[Exercise directions] Write the next part of the review of Dutiful Daughters, starting after its last sentence.
### Text provided ###
Unsurprisingly then, most of the stories in Dutiful Daughters directly or indirectly end up addressing the relationships the authors have, and have had, with their parent. On the part of the caregivers, the reader is sometimes left with a clear impression of guilt, of lost opportunities, and of fear that previous hurts will never be resolved. Other times however, fundamental revelations and positive changes occur, as in Patricia Gozemba’s Cookie and Me. In this story the author experiences an ‘awakening’ of sorts when she discovers that her aging father never shared her mother’s distaste for her lesbianism. So while the relationship between an aging parent and their children are near-inevitably difficult, the imminence of death also means that they contain the potential for immensely fulfilling resolutions and forgivenesses.

So while it is not a text on the psychology of aging, Dutiful Daughters is a powerfully psychological work. Through it we are inevitably introduced to the physical world of doctors, lawyers, 24-hour care, suppositories, Medicare, adult diapers, and walkers. Moreover, we are also guided through the embarrassment and frustrations of old age, the loss of dignity, independence and agency, and the universal struggles that accompany the perception of the end. The profound role reversal in physical caring mirrors the more general changes in dependence and need. And yet there is something remarkably fitting about the full-circle of physical caring and dependency. It would in fact be ironically pleasing were it clearly not such a source of conflict and distress. In Katherine Morton’s Autonomy of the Hovercraft for example, the author attempts to confiscate her mother’s gun. She holds it above her head, as if in a generationally unusual game of ‘keep away’, while her mother, "frail, tiny, quavery, and furious" insists that the gun is vital to her protection. In many ways it seems that the struggle between autonomy and dependence is no less traumatic in a caregiver-parent relationship than is typical during adolescence when the roles are reversed. Some parents to not settle gracefully into old age, but desperately resist, deploying a lifetime’s worth of psychological manipulation to maintain a semblance of control and a sense of self. Others however find such transitions more agreeable, as in Matha Henry’s The Decisive Match, where the baton of physical superiority is generously passed between mother and daughter.
### Record excerpts ###
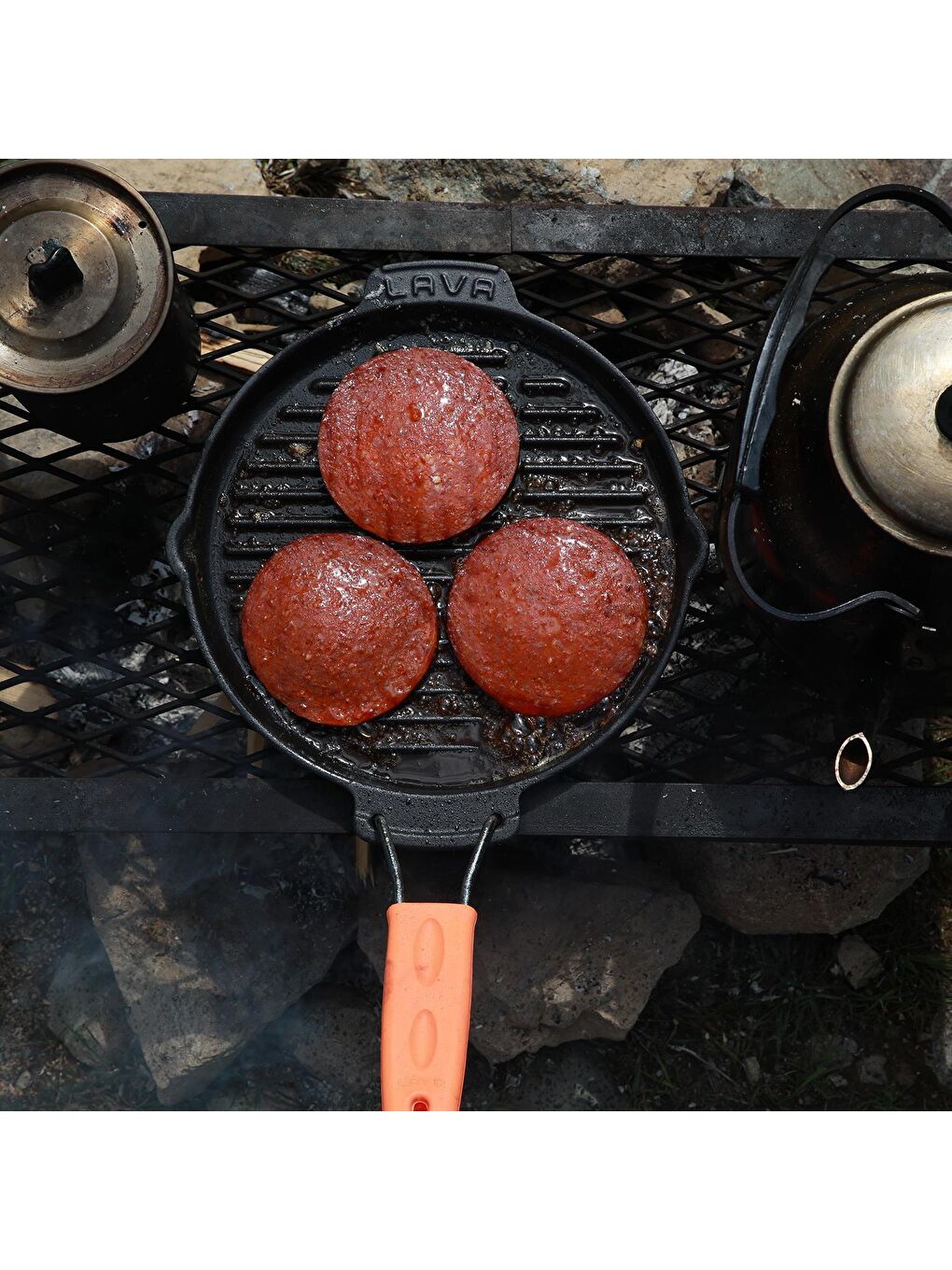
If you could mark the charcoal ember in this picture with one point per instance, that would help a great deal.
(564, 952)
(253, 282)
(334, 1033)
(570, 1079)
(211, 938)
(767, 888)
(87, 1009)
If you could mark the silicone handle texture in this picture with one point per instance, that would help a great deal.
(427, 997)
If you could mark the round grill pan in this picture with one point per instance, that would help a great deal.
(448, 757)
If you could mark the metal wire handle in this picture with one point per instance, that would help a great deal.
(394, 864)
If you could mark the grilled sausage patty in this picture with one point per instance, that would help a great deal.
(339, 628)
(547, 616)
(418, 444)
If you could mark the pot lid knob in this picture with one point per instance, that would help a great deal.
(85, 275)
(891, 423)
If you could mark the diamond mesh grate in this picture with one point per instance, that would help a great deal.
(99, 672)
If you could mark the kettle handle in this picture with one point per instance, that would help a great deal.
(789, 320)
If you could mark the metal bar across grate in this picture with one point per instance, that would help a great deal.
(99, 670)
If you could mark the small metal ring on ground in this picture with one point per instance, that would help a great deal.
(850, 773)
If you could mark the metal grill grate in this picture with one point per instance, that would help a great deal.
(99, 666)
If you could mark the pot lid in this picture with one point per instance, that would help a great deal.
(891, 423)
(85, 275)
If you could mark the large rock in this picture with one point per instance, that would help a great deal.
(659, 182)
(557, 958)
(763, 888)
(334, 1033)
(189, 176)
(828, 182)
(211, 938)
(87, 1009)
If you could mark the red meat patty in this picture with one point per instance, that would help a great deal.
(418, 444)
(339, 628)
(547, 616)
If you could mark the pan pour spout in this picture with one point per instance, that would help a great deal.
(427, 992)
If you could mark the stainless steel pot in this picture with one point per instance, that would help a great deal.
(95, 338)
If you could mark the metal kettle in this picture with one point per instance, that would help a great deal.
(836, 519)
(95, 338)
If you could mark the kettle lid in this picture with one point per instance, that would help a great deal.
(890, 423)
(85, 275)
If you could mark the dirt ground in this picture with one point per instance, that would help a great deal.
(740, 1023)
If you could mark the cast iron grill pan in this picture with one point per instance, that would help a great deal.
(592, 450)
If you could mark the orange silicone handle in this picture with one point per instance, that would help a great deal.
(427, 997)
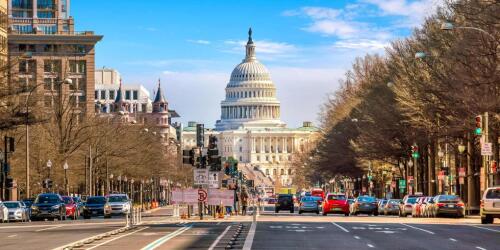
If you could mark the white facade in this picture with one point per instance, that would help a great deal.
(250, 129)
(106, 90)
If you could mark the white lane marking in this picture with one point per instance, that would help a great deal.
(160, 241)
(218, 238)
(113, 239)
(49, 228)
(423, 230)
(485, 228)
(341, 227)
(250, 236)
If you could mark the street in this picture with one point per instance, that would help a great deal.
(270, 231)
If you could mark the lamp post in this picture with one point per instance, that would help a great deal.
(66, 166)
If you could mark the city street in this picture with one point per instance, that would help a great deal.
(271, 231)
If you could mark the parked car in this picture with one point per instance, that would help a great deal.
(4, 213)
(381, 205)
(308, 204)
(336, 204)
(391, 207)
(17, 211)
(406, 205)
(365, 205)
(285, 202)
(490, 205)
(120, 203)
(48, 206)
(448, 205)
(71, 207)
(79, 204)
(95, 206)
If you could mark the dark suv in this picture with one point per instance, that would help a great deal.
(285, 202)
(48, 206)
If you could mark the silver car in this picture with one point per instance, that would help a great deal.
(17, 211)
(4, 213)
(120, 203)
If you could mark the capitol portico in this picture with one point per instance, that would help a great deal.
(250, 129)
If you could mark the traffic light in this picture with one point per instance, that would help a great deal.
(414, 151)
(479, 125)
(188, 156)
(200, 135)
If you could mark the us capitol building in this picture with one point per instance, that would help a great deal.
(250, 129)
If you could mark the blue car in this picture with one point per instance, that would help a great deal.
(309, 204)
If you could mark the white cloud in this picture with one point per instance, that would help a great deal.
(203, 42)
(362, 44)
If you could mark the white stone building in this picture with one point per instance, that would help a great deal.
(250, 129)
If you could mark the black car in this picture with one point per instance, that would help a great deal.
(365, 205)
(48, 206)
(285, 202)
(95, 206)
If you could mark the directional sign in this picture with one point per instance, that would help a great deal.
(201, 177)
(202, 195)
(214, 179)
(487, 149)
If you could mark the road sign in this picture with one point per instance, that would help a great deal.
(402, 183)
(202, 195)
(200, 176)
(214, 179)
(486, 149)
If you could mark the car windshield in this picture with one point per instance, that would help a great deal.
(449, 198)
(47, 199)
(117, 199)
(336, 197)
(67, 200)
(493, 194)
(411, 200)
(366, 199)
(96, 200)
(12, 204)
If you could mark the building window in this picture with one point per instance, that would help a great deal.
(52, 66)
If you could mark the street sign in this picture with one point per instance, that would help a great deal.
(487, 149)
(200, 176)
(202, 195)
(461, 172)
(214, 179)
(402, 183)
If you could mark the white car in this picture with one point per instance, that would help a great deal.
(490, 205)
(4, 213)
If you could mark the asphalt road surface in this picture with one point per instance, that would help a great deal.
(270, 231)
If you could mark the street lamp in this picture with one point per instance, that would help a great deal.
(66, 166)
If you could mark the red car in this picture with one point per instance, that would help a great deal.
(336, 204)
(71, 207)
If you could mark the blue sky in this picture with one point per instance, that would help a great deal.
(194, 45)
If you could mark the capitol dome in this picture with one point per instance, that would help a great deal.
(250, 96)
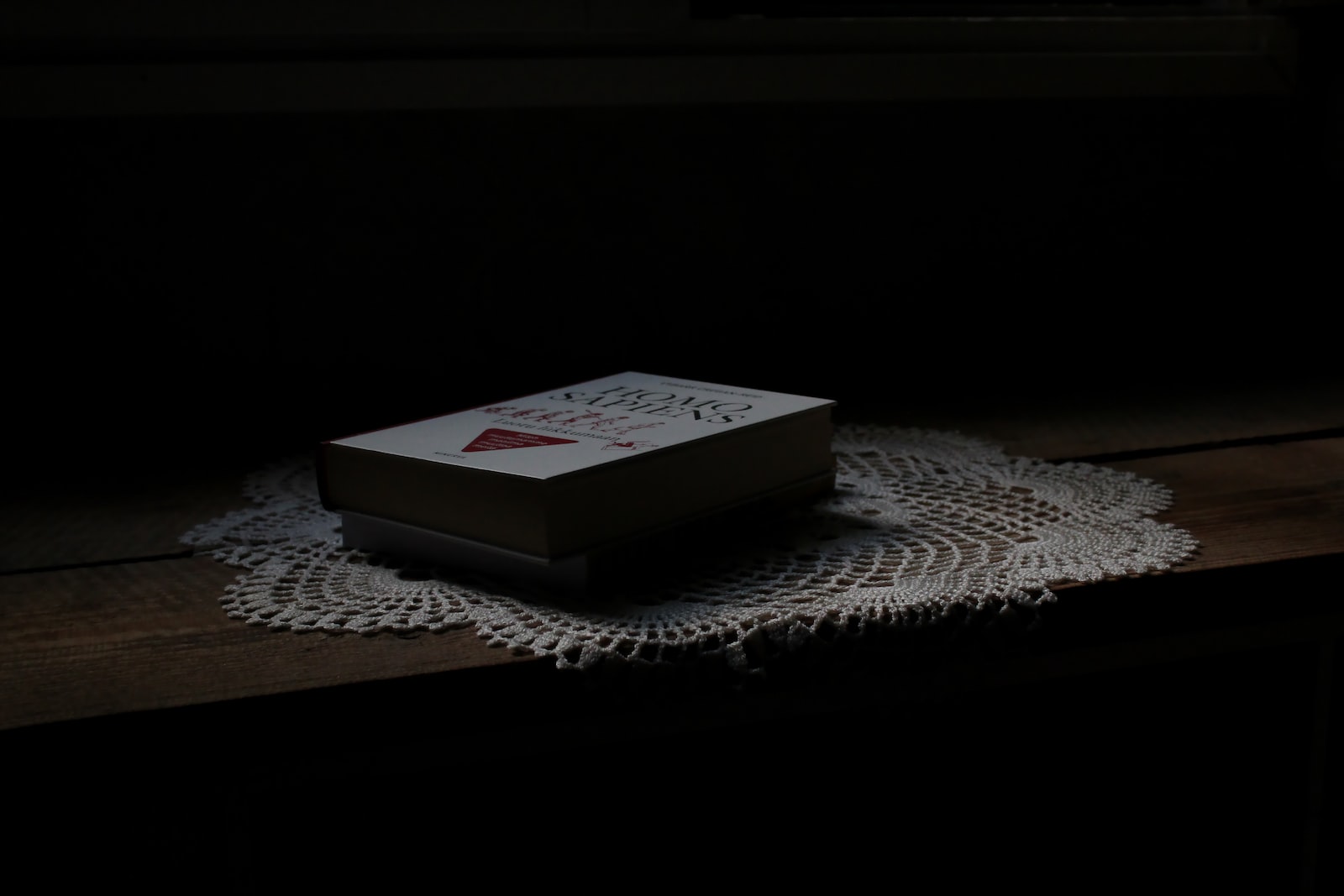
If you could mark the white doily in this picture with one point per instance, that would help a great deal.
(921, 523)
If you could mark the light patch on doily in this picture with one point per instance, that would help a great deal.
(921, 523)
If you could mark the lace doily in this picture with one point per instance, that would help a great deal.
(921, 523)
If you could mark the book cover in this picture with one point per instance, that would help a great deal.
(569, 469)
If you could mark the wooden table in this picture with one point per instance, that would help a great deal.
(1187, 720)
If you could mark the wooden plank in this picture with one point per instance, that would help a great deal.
###
[Answer to this exercise]
Dutiful Daughters is a wonderful book for people of all ages. It appears at a time when the governmental agencies are re-assessing their approach to the understanding of aging, and provides a much-needed autobiographical complement to the ongoing work of the social sciences. The works are beautifully written; heart-wrenchingly honest, thoughtful, and evocative. Together the chapters underscore the importance of relationships and ritual, and skillfully depict the search for meaning and dignity that occur as we age and prepare to die (and live on). There were times when I could not identify with all the stories portrayed in this work and, on occasion, I was glad of it. Nonetheless, despite the struggles and pain evident in this book, its reading left me strangely optimistic and comforted. Aging and death appear as central to life as living itself. Lest we forget.

Having recently completed his dissertation in New Zealand, Nathan Consedine, Ph.D., is currently a postdoctoral fellow at the Center for Studies of Ethnicity and Human Development at Long Island University in New York. His many research interests include the development of evolutionary-functionalism, particularly as applied to emotion, consciousness and personality theory, as well as considering the relationships between emotions, aging, and health in an ethnic context. In his ‘spare’ time, he writes on Internet methods in psychological research.